## Start
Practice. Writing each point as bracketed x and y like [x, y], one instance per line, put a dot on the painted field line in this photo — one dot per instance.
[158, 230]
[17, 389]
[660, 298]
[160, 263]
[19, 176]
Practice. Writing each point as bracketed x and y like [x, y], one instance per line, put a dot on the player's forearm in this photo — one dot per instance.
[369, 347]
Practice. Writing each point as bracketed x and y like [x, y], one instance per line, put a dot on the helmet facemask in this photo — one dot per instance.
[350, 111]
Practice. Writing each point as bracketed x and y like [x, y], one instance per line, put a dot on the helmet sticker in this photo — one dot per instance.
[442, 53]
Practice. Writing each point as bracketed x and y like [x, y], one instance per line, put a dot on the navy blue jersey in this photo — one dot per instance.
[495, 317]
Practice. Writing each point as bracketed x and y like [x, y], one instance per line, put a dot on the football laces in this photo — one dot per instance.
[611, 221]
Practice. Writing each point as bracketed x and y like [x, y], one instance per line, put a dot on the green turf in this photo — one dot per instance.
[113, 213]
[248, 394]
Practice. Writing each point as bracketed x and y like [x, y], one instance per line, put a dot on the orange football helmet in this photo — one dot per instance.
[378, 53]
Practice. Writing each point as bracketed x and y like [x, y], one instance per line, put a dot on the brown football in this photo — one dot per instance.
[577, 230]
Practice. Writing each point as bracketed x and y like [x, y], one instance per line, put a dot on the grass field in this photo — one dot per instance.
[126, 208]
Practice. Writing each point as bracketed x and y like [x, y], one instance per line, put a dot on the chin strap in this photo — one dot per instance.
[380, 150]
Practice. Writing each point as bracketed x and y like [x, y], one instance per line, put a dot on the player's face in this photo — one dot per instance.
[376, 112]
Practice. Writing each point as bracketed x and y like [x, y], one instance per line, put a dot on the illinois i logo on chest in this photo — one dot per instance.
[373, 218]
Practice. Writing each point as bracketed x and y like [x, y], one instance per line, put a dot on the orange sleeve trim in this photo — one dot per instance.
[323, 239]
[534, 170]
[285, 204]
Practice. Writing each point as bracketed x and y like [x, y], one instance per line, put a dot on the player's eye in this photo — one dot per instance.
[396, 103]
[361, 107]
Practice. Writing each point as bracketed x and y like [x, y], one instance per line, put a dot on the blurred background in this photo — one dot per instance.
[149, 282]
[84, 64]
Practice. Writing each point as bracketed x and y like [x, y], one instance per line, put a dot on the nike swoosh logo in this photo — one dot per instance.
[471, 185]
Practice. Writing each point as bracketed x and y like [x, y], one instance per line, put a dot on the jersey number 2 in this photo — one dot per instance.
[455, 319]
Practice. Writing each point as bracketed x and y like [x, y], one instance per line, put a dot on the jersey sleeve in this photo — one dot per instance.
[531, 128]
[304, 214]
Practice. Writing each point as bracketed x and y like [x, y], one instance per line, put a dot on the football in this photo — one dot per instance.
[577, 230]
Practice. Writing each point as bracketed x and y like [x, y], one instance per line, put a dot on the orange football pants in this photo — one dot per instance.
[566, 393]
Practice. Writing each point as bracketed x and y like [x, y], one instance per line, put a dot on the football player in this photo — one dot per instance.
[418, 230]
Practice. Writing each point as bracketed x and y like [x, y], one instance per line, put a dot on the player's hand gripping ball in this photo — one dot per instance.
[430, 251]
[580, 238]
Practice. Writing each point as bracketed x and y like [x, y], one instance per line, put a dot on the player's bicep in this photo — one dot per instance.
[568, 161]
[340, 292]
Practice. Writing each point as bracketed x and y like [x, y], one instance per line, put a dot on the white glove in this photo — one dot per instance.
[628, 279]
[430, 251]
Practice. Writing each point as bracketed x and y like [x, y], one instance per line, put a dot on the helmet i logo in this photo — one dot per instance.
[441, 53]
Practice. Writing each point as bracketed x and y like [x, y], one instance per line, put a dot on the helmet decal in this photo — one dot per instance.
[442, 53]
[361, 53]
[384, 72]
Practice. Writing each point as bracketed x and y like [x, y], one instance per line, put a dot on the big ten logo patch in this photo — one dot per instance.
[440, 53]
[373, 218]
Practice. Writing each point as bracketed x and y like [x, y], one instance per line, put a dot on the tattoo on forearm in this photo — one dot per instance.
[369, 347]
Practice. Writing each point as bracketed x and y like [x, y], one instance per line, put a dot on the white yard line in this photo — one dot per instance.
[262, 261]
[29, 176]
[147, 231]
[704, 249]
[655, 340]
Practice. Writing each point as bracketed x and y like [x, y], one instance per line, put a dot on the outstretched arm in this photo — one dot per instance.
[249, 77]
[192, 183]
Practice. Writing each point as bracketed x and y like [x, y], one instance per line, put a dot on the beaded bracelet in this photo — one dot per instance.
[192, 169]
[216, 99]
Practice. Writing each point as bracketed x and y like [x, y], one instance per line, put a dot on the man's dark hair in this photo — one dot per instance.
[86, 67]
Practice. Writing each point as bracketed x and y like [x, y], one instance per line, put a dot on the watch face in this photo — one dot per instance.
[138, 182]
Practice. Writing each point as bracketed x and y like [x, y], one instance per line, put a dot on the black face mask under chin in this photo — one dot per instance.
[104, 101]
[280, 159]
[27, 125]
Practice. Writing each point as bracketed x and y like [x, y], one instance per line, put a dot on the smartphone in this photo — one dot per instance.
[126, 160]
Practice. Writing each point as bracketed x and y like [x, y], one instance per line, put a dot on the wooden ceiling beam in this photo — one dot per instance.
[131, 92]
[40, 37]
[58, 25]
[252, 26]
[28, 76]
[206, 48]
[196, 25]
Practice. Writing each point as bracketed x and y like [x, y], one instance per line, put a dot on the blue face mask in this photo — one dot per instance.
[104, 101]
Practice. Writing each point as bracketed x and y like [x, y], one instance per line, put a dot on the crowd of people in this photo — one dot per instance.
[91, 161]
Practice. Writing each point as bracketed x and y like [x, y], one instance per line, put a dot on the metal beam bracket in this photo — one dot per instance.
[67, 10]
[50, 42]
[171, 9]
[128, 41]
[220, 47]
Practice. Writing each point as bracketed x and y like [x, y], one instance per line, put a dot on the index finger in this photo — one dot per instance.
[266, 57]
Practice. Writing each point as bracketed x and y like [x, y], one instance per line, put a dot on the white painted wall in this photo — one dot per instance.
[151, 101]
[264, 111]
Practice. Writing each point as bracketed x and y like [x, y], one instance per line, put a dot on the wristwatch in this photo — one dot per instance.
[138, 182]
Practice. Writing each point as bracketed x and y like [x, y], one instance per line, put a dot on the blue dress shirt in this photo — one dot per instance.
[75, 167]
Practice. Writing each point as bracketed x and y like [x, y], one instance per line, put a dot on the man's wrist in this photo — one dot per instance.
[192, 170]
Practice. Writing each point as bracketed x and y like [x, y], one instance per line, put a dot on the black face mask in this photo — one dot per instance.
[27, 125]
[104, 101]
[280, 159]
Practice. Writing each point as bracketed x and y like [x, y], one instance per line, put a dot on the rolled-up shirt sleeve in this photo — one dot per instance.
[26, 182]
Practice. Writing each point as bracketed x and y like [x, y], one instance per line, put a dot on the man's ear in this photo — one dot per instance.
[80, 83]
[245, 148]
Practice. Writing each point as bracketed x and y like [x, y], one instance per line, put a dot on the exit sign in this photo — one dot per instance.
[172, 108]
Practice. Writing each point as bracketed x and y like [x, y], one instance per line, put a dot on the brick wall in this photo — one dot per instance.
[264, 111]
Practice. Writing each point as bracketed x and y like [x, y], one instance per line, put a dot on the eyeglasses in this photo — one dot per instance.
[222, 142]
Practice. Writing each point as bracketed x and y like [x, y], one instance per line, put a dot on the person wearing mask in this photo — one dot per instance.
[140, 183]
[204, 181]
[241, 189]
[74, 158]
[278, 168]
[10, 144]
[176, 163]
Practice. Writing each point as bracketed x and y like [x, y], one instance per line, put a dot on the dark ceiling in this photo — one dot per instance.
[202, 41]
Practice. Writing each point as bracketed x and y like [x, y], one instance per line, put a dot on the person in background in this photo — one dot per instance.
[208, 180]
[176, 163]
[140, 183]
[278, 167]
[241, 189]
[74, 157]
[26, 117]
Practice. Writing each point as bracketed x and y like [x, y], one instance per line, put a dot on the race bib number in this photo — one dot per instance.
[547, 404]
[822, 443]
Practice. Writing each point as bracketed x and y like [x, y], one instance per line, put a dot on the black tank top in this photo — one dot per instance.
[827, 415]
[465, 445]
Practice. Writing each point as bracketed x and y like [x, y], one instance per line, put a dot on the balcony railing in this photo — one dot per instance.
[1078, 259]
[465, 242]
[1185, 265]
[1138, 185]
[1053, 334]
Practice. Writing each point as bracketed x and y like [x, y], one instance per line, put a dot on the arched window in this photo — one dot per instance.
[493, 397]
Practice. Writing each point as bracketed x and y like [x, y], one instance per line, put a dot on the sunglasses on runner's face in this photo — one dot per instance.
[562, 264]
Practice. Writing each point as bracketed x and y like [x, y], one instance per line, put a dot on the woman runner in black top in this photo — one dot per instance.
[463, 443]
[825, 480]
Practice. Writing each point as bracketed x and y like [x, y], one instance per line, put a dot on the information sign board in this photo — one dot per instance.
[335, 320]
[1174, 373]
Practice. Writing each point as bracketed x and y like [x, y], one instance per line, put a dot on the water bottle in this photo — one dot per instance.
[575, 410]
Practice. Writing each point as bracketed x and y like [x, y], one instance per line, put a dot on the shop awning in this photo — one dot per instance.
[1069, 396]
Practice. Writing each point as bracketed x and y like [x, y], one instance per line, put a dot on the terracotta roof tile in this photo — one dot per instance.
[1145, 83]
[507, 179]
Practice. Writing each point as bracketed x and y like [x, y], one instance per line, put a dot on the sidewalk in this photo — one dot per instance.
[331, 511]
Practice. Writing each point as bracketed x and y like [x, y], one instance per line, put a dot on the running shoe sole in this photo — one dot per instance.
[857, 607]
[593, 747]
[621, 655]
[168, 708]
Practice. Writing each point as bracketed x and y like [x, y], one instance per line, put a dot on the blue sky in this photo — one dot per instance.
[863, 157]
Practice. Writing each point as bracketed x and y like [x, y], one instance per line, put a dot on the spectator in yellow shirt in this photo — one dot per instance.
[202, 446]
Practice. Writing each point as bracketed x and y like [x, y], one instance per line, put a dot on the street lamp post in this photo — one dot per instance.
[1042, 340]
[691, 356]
## End
Begin at the line that contains "on the spectator" and stop after the last line of the items. Convert every line in that span into one string of a JSON list, leaving out blank lines.

[
  "Practice. Writing each point as bracketed x and y like [x, y], one instance per line, put a dot on the spectator in yellow shirt in this photo — one dot per instance.",
  "[202, 446]",
  "Practice. Writing each point as bracketed x and y like [x, y], one instance per line, put a dot on the street lamp post in this photo — one dot per instance.",
  "[1042, 340]",
  "[691, 356]"
]